The request:
Select every line in the entries below that contains the word "river", and copy each one in full.

Records provided:
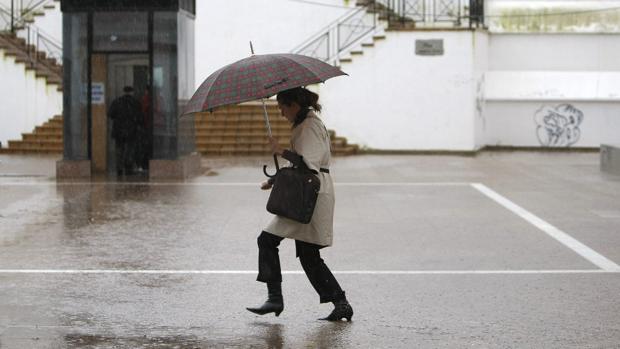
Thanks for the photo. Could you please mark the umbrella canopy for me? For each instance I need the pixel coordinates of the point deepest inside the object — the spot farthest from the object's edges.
(259, 76)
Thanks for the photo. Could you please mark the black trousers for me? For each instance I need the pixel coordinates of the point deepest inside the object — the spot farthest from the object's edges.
(317, 272)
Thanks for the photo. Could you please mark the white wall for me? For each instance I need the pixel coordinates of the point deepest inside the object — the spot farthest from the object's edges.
(516, 123)
(395, 99)
(27, 101)
(533, 78)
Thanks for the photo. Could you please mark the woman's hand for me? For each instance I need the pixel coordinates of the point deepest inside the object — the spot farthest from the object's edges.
(275, 146)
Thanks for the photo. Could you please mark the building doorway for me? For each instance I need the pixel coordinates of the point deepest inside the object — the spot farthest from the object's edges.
(113, 74)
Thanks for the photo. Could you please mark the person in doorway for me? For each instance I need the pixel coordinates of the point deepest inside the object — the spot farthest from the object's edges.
(126, 114)
(310, 143)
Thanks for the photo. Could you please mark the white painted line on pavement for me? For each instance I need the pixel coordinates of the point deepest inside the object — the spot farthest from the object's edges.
(230, 184)
(570, 242)
(299, 272)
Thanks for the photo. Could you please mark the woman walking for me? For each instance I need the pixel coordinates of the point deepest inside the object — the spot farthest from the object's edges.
(310, 143)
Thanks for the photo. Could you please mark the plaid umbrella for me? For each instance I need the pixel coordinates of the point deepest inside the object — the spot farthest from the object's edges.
(258, 76)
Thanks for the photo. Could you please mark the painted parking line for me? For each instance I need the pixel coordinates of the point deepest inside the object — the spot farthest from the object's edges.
(567, 240)
(300, 272)
(229, 184)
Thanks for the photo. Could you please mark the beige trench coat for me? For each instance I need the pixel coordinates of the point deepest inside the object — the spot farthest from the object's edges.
(310, 139)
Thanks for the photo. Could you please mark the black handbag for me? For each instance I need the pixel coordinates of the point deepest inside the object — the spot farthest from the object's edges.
(294, 192)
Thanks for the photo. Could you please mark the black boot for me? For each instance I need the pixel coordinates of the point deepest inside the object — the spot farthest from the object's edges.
(342, 309)
(274, 303)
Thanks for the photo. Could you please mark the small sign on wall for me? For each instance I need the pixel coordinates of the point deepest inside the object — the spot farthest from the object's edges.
(432, 47)
(97, 93)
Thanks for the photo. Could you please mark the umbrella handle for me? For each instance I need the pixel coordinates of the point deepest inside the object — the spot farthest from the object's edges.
(275, 159)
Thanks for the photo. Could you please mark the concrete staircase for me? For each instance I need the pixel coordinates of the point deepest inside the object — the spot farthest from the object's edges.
(38, 61)
(235, 130)
(45, 139)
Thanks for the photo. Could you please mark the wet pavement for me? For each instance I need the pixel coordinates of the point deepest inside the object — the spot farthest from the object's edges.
(500, 250)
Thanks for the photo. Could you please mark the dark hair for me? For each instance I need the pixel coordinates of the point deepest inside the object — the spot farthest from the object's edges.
(300, 95)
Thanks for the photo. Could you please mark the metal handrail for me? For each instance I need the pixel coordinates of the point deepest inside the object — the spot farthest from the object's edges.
(330, 37)
(325, 29)
(19, 12)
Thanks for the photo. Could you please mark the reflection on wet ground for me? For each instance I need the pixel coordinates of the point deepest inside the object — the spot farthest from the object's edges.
(211, 223)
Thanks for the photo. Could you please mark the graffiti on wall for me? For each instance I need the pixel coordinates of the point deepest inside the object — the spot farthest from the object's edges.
(558, 126)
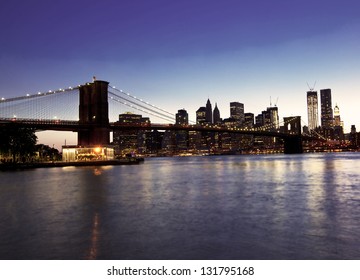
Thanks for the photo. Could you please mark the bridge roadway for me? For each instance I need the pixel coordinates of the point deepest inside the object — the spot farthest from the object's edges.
(75, 126)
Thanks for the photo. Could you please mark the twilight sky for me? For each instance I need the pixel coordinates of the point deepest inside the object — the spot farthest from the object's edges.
(176, 54)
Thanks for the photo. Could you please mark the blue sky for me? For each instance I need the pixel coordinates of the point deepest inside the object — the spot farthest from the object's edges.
(176, 54)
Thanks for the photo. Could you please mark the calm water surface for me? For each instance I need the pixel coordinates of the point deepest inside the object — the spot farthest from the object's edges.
(231, 207)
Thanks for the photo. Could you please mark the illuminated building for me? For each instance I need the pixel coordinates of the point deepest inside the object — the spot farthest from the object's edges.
(326, 108)
(237, 112)
(182, 136)
(249, 120)
(130, 140)
(201, 115)
(216, 115)
(208, 113)
(312, 106)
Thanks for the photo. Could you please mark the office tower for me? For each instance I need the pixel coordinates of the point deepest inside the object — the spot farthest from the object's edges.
(337, 119)
(273, 117)
(216, 115)
(130, 140)
(312, 103)
(201, 115)
(237, 112)
(326, 108)
(182, 136)
(182, 117)
(249, 120)
(208, 114)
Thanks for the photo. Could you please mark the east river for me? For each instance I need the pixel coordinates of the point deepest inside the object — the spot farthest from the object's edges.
(217, 207)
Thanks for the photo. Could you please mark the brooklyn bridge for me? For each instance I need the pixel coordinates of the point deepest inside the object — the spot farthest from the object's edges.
(91, 110)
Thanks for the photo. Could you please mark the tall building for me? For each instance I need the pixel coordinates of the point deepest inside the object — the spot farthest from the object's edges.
(216, 115)
(312, 103)
(338, 125)
(237, 112)
(182, 136)
(337, 119)
(249, 120)
(182, 117)
(208, 113)
(274, 117)
(130, 140)
(201, 115)
(326, 108)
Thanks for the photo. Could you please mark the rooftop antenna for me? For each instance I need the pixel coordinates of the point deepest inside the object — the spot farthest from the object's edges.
(311, 88)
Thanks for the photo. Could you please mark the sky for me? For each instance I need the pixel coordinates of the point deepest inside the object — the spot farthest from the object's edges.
(177, 54)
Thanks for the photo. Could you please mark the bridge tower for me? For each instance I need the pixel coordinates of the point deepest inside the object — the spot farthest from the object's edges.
(94, 137)
(293, 143)
(93, 111)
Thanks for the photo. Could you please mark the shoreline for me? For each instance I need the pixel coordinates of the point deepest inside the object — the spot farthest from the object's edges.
(21, 166)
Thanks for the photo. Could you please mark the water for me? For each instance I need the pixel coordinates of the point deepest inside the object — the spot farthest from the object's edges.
(230, 207)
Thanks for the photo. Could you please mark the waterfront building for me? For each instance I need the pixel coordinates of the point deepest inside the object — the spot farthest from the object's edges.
(327, 119)
(237, 112)
(216, 115)
(312, 107)
(182, 136)
(182, 117)
(201, 115)
(208, 113)
(338, 125)
(130, 140)
(249, 120)
(273, 115)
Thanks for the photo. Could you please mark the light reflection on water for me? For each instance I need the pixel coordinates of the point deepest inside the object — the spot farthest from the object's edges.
(236, 207)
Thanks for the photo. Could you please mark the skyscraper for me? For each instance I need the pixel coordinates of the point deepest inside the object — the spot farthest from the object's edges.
(312, 102)
(201, 115)
(182, 117)
(216, 115)
(182, 137)
(337, 119)
(237, 112)
(274, 117)
(326, 108)
(208, 114)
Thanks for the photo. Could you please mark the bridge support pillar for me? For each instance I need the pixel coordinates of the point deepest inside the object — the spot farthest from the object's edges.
(293, 145)
(93, 111)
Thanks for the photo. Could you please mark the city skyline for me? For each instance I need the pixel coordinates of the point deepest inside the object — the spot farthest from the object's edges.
(176, 55)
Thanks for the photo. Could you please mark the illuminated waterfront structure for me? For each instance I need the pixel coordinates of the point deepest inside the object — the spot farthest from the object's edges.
(216, 115)
(208, 112)
(237, 112)
(312, 106)
(201, 115)
(182, 136)
(327, 119)
(182, 117)
(249, 120)
(130, 140)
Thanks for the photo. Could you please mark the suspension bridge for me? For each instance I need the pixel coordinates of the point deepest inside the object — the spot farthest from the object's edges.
(92, 110)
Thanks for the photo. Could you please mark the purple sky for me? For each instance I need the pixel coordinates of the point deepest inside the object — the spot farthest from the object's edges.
(176, 54)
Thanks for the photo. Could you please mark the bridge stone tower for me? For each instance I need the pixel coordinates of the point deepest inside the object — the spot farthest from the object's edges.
(94, 111)
(293, 143)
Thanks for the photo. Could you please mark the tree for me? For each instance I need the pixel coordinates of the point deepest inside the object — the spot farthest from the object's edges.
(19, 142)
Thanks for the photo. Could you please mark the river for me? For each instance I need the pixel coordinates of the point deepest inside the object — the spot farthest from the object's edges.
(217, 207)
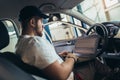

Answer below:
Thanks for the photo. Could you please mark the east river for me? For each instance I need the pixel coordinates of the point deepest inside the object — the spot farthest from the object's edges.
Thanks for the photo. Could you please mark the river for me? For each instance I need the pixel coordinates of the point deepest inside the object — the spot farthest from the object's edges.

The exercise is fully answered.